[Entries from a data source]
☆ ☆ ☆ ☆ ☆

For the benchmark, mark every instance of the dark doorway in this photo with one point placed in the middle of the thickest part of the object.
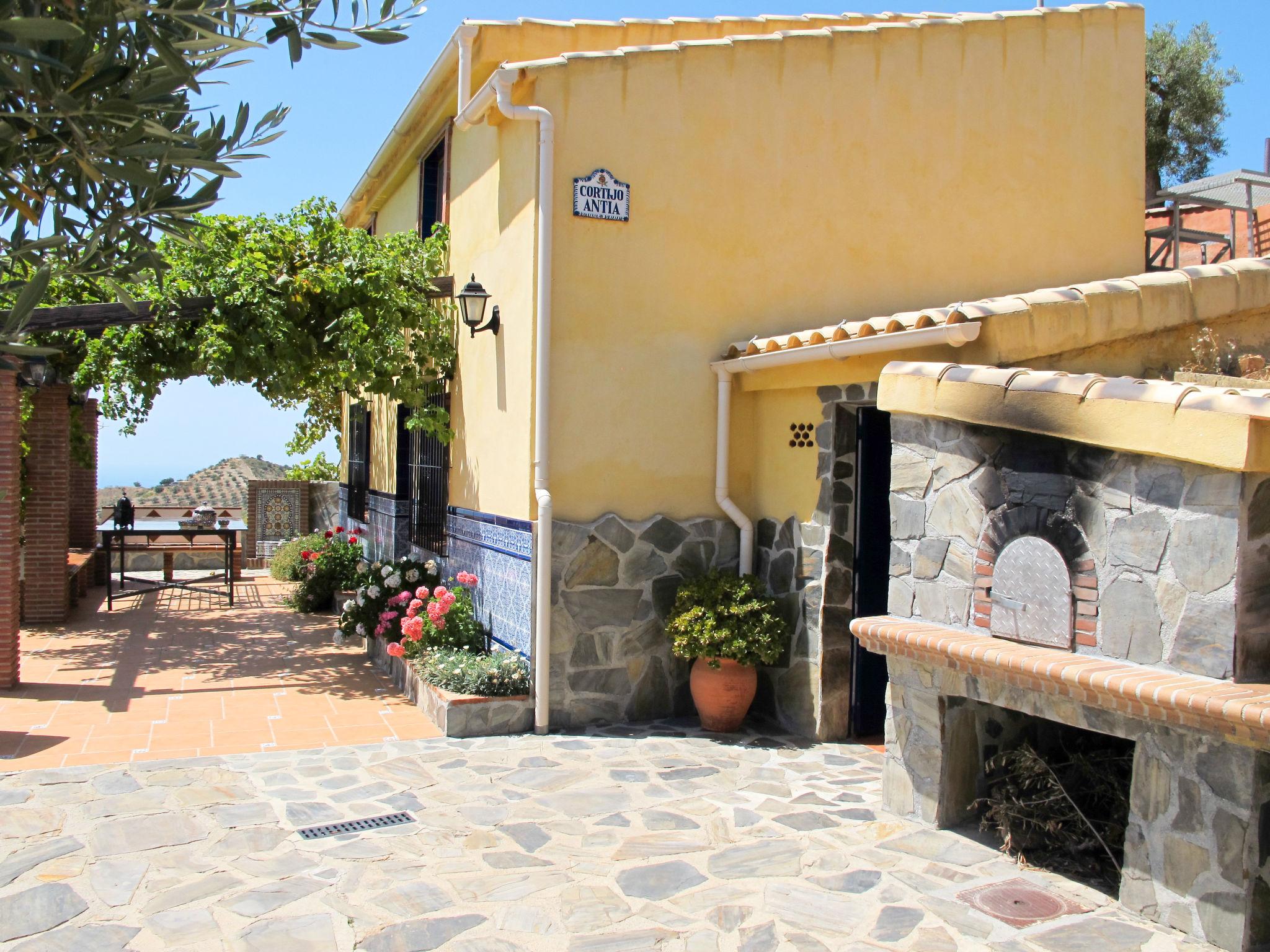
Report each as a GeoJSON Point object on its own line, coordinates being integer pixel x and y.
{"type": "Point", "coordinates": [871, 569]}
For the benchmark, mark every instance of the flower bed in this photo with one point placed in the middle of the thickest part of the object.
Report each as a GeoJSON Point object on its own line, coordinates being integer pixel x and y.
{"type": "Point", "coordinates": [427, 638]}
{"type": "Point", "coordinates": [456, 715]}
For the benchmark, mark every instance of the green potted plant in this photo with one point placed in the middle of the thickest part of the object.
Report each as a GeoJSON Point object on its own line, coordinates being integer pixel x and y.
{"type": "Point", "coordinates": [727, 625]}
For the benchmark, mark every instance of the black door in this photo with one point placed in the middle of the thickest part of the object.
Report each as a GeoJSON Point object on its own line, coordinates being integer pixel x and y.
{"type": "Point", "coordinates": [873, 565]}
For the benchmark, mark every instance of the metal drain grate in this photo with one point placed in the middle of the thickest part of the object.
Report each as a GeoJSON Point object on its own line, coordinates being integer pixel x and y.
{"type": "Point", "coordinates": [373, 823]}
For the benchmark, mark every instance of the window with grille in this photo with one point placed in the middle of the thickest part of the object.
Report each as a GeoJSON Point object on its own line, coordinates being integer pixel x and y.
{"type": "Point", "coordinates": [433, 187]}
{"type": "Point", "coordinates": [358, 460]}
{"type": "Point", "coordinates": [426, 477]}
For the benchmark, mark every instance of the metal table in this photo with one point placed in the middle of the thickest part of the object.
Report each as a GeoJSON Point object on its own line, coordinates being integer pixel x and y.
{"type": "Point", "coordinates": [153, 530]}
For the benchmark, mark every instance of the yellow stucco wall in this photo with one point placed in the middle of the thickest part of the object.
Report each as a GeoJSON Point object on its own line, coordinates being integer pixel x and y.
{"type": "Point", "coordinates": [779, 184]}
{"type": "Point", "coordinates": [401, 208]}
{"type": "Point", "coordinates": [498, 42]}
{"type": "Point", "coordinates": [492, 218]}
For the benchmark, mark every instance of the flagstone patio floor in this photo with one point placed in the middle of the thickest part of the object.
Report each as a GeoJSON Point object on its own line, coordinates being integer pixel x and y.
{"type": "Point", "coordinates": [180, 674]}
{"type": "Point", "coordinates": [621, 840]}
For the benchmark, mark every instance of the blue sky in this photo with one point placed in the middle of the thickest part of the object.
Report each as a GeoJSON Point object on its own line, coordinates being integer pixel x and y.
{"type": "Point", "coordinates": [343, 103]}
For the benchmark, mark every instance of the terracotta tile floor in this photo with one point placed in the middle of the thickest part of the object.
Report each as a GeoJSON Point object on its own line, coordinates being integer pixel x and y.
{"type": "Point", "coordinates": [179, 674]}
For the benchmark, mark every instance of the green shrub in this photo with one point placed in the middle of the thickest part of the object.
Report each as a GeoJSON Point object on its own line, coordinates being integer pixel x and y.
{"type": "Point", "coordinates": [326, 569]}
{"type": "Point", "coordinates": [463, 631]}
{"type": "Point", "coordinates": [361, 615]}
{"type": "Point", "coordinates": [499, 674]}
{"type": "Point", "coordinates": [286, 563]}
{"type": "Point", "coordinates": [315, 470]}
{"type": "Point", "coordinates": [727, 616]}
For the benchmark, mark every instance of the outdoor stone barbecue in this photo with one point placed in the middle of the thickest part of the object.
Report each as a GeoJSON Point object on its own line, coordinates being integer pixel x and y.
{"type": "Point", "coordinates": [1117, 535]}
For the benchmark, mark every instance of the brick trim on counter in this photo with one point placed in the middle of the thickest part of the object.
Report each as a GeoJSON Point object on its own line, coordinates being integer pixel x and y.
{"type": "Point", "coordinates": [1240, 712]}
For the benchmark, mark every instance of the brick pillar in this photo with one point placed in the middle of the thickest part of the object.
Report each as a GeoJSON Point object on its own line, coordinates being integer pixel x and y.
{"type": "Point", "coordinates": [9, 550]}
{"type": "Point", "coordinates": [47, 527]}
{"type": "Point", "coordinates": [83, 501]}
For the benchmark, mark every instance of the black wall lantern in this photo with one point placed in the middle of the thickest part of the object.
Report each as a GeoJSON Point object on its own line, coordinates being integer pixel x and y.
{"type": "Point", "coordinates": [471, 304]}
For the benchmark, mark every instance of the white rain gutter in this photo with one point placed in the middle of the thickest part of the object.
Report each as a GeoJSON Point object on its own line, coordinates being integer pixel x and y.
{"type": "Point", "coordinates": [723, 439]}
{"type": "Point", "coordinates": [953, 334]}
{"type": "Point", "coordinates": [502, 83]}
{"type": "Point", "coordinates": [465, 36]}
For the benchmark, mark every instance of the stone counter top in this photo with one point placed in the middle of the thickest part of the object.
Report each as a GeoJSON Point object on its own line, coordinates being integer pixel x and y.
{"type": "Point", "coordinates": [1240, 712]}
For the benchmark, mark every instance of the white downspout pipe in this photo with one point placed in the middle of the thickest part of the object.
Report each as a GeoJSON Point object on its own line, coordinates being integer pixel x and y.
{"type": "Point", "coordinates": [723, 438]}
{"type": "Point", "coordinates": [465, 35]}
{"type": "Point", "coordinates": [502, 83]}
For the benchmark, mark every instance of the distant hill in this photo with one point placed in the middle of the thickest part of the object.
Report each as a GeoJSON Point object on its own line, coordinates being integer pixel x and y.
{"type": "Point", "coordinates": [221, 485]}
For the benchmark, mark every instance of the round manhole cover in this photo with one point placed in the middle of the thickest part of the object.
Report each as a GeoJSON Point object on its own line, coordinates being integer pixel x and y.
{"type": "Point", "coordinates": [1019, 903]}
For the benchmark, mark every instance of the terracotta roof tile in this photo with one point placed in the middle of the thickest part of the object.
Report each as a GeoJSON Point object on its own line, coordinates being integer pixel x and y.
{"type": "Point", "coordinates": [1209, 291]}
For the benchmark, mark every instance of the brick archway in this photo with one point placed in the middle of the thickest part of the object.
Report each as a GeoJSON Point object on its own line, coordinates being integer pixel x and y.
{"type": "Point", "coordinates": [1062, 532]}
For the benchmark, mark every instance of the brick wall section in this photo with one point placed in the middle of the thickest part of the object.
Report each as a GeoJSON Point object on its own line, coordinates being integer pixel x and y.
{"type": "Point", "coordinates": [47, 526]}
{"type": "Point", "coordinates": [9, 550]}
{"type": "Point", "coordinates": [83, 500]}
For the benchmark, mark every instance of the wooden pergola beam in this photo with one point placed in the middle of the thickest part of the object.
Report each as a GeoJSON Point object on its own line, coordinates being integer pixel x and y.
{"type": "Point", "coordinates": [110, 315]}
{"type": "Point", "coordinates": [99, 316]}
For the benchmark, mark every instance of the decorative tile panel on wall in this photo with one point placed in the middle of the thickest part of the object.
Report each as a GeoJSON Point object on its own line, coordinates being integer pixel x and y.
{"type": "Point", "coordinates": [277, 511]}
{"type": "Point", "coordinates": [499, 551]}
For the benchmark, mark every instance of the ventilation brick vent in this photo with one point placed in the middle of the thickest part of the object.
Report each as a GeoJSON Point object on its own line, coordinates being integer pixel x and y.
{"type": "Point", "coordinates": [802, 434]}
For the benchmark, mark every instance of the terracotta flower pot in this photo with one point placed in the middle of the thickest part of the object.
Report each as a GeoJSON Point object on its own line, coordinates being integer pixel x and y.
{"type": "Point", "coordinates": [723, 695]}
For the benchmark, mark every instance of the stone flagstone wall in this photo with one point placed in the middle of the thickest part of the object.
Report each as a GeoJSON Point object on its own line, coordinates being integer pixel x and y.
{"type": "Point", "coordinates": [1198, 806]}
{"type": "Point", "coordinates": [613, 586]}
{"type": "Point", "coordinates": [1160, 539]}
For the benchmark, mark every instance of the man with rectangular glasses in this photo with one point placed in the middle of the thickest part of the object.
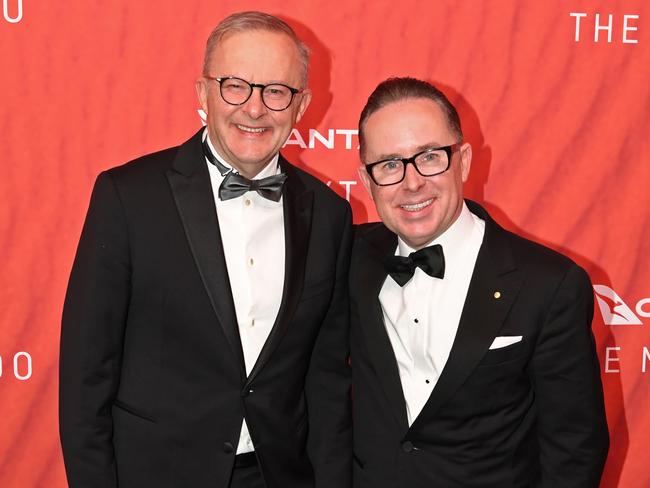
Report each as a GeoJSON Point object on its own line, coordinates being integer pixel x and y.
{"type": "Point", "coordinates": [205, 330]}
{"type": "Point", "coordinates": [473, 360]}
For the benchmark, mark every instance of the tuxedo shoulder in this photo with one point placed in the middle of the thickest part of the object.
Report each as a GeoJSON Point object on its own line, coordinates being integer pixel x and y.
{"type": "Point", "coordinates": [369, 230]}
{"type": "Point", "coordinates": [540, 258]}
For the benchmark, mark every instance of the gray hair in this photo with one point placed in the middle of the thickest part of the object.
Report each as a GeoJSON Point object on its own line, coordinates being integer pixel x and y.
{"type": "Point", "coordinates": [397, 89]}
{"type": "Point", "coordinates": [247, 21]}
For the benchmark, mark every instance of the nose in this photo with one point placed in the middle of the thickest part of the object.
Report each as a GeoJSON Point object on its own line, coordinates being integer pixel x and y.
{"type": "Point", "coordinates": [254, 106]}
{"type": "Point", "coordinates": [413, 180]}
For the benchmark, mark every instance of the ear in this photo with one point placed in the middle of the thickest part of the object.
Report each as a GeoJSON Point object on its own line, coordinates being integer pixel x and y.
{"type": "Point", "coordinates": [202, 93]}
{"type": "Point", "coordinates": [465, 160]}
{"type": "Point", "coordinates": [365, 179]}
{"type": "Point", "coordinates": [305, 100]}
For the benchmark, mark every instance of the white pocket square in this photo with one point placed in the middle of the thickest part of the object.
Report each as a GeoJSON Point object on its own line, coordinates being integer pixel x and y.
{"type": "Point", "coordinates": [503, 341]}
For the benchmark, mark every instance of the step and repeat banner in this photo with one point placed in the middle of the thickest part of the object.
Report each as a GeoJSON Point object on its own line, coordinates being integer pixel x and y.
{"type": "Point", "coordinates": [553, 95]}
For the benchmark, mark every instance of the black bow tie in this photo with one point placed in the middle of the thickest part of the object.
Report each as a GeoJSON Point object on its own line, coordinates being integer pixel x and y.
{"type": "Point", "coordinates": [430, 259]}
{"type": "Point", "coordinates": [234, 184]}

☆ ☆ ☆ ☆ ☆

◆ **What to do**
Copy out word for word the lines starting at the one that contains "For the benchmark, mark every instance of the step" and ending with the last line of the entries.

◆ **Complete output**
For the benchmark, mark every instance of the step and repeat banner in this photo with one point placed in the middle of the thickest part of the object.
Report each as a GeoJSON Point object on its own line, coordinates being integer pixel x and y.
{"type": "Point", "coordinates": [553, 95]}
For the benchmark, mark every instance of the black bow tie in this photo with one point placed in the middle of the thickest part of the object.
Report each as a GeoJSON Point object on its own line, coordinates being integer pixel x and y.
{"type": "Point", "coordinates": [430, 259]}
{"type": "Point", "coordinates": [234, 184]}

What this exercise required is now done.